#!/bin/bash
if [ "$1" == 'b' ]; then
echo 1
fi
No issues detected!
Warning: use bash style ( [[ ... ]] ) testing for better performance
I'm no expert here, so maybe this question isn't very useful coming from me... Why is it important to use [[ ... ]] over [ ... ] in all cases?
[ is an alias for the test command.man test[[ is a smart, bash-internal re-implementation of test command.testman bash: "CONDITIONAL EXPRESSIONS"No, [[ is certainly not "Full backward compatible with test".
In particular, there are cases where you want expansion inside a test.
They're different tests, for different purposes.
As for faster, in bash, [ is a built-in too. Not that it should be an argument at all - if you need to shave microseconds, why use bash?
I'm actually surprised by the speed difference:
$ time for((i=0; i<1000000; i++)); do [ x ]; done
real 0m4.247s
$ time for((i=0; i<1000000; i++)); do [[ x ]]; done
real 0m3.293s
But I don't think that's a good enough reason to force people to use [[. Though I also don't think var=(-n foo); [ "${var[@]}" ] is good enough reason not to.
@arth1 At first, yea, I was bad, this is a builtin command too (I re-read the man bash). But, can you tell me an example about incompatibility?
@koalaman I use lot of static analyzer, what can force vica-versa rules about a topic. I think, if this rule is not good for everyone, then these peoples can disabled this.
@Nightfirecat, @koalaman, I don't want to enforce anyone generally. So, I absolutely prefer a by-default disabled rule, what I can turn on.
If this solution doesn't fit into the shellcheck mindset / way, I can approve absolutely!
But in this case I miss a tool for enforcing coding styles for bash. For this issue and #888, and e.g. writing if and then in same line or not. (check jscs and jslint synergy)

> Entries supplied
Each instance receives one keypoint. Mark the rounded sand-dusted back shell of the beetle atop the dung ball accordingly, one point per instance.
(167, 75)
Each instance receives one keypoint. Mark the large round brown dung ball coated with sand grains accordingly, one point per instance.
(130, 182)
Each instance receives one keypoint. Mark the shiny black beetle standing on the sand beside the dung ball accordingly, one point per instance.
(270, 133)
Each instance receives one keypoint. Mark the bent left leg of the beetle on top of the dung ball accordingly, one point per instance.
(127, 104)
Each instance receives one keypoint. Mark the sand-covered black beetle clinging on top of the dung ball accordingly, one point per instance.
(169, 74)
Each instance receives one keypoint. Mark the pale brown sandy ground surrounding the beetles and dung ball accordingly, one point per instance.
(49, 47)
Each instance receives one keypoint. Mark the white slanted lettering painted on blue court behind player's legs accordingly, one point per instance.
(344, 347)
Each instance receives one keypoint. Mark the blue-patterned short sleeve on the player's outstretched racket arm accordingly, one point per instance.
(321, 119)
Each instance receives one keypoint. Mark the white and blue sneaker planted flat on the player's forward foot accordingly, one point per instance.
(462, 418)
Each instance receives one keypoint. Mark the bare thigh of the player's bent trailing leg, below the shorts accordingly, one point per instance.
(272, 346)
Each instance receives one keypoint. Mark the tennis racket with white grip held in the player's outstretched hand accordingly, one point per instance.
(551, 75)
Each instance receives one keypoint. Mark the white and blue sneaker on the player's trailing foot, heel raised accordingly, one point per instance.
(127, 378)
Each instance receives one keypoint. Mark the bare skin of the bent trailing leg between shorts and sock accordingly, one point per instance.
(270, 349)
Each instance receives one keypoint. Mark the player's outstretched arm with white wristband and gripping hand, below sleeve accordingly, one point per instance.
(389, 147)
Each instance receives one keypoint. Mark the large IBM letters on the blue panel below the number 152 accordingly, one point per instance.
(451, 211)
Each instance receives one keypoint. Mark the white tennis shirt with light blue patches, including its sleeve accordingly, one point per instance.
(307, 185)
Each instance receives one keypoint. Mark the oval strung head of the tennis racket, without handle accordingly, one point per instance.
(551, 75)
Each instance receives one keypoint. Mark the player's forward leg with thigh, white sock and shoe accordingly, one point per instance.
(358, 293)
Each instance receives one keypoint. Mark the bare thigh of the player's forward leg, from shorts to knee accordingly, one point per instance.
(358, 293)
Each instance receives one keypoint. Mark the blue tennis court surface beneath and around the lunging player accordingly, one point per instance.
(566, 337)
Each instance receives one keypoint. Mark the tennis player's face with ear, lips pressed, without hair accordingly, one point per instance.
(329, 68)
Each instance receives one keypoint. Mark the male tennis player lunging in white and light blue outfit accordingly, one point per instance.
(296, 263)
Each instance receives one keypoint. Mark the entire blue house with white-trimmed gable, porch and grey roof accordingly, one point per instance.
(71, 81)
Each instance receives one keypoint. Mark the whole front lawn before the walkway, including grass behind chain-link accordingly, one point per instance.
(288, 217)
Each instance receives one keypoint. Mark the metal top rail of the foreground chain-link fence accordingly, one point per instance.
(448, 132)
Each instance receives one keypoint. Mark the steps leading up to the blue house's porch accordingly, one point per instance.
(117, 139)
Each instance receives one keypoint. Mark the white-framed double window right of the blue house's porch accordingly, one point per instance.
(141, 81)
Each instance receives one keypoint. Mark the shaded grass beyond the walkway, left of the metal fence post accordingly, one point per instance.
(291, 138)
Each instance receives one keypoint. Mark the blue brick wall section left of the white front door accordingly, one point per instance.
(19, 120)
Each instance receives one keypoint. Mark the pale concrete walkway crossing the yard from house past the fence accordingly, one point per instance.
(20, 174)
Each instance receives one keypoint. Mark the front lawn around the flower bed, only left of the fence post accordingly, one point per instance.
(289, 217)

> Work to complete
Please duplicate the stretch of the bash test discussion above from "If this solution" through "and jslint synergy)", word for word.

> Solution below
If this solution doesn't fit into the shellcheck mindset / way, I can approve absolutely!
But in this case I miss a tool for enforcing coding styles for bash. For this issue and #888, and e.g. writing if and then in same line or not. (check jscs and jslint synergy)